**Artículo:**
------------------------

Se han convertido en un actor con poder, presupuesto, legitimidad y, ahora, una ruta legal clara para transitar hacia el ámbito electoral.
Ahí está el punto crítico. El riesgo no es que un militar aspire a un cargo, eso es parte de sus derechos ciudadanos. El riesgo es que, en ausencia de controles civiles eficaces, las Fuerzas Armadas acumulen atribuciones sin contrapesos, y que sus incursiones en el ámbito civil se normalicen como solución permanente ante las fallas del Estado.
No se trata de negarles derechos políticos a los miembros del Ejército o la Guardia Nacional, sino de evitar que esos derechos se conviertan en vehículos de influencia institucional indebida.
Las críticas de la oposición, si bien legítimas en el fondo, han sido imprecisas en la forma. Hablar de un “golpe de Estado” por la vía legislativa resulta desproporcionado. Pero sería igualmente irresponsable desestimar las advertencias.
Amnistía Internacional, entre otras organizaciones, ha documentado cómo la presencia militar en tareas de seguridad pública, sin controles civiles, ha derivado en violaciones a derechos humanos e impunidad. Y ahora que esa fuerza puede derivar hacia el plano electoral, la vigilancia ciudadana debe redoblarse.
No hay soluciones simples, prohibir la participación de militares en política sería inconstitucional y regresivo, permitirla sin regulación sería un error.
Lo aprobado este año intenta trazar una línea intermedia, permitir el ejercicio de derechos sin comprometer la naturaleza civil del poder político.
Pero esa intención no basta si no se acompaña de una reforma integral que fortalezca los contrapesos institucionales, garantice la transparencia en la asignación de licencias, y delimite con claridad el rol de las Fuerzas Armadas en el Estado mexicano.
El país no necesita más militares en las boletas; necesita más ciudadanos capaces de fiscalizar a quienes portan uniforme y también a quienes legislan en su nombre.
La defensa de la democracia no se juega en una cláusula legal, sino en la voluntad política de limitar el poder, incluso –y especialmente– el que se ejerce desde las armas.

------------------------

**Datos disponibles:**
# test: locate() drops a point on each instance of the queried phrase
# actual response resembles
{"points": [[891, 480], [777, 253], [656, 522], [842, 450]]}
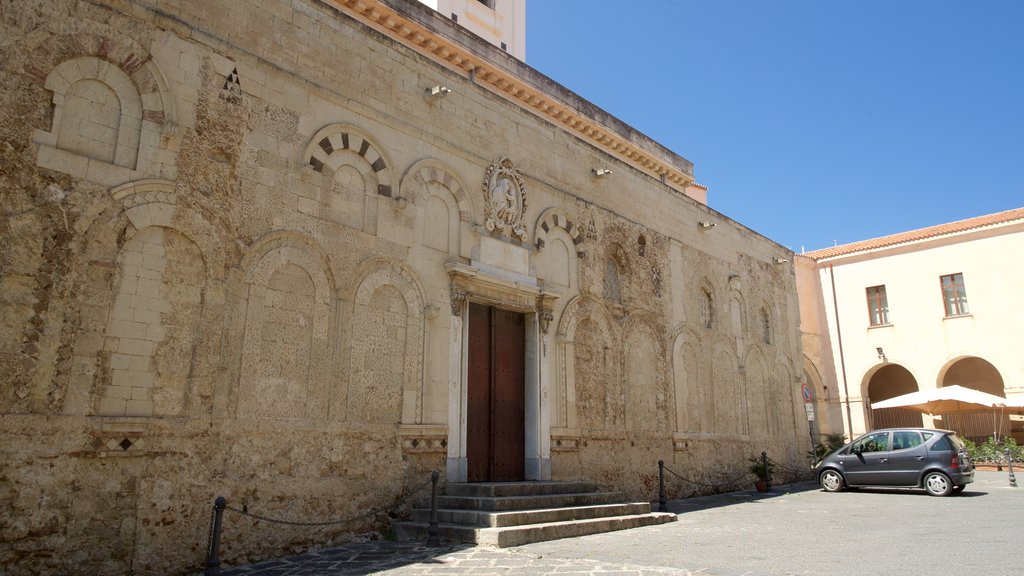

------------------------

**Tarea breve:**
Enumera las tareas que, según el artículo, debe cumplir la reforma integral que acompañe lo aprobado este año.

**Resultado final:**
- Fortalecer los contrapesos institucionales.
- Garantizar la transparencia en la asignación de licencias.
- Delimitar con claridad el rol de las Fuerzas Armadas en el Estado mexicano.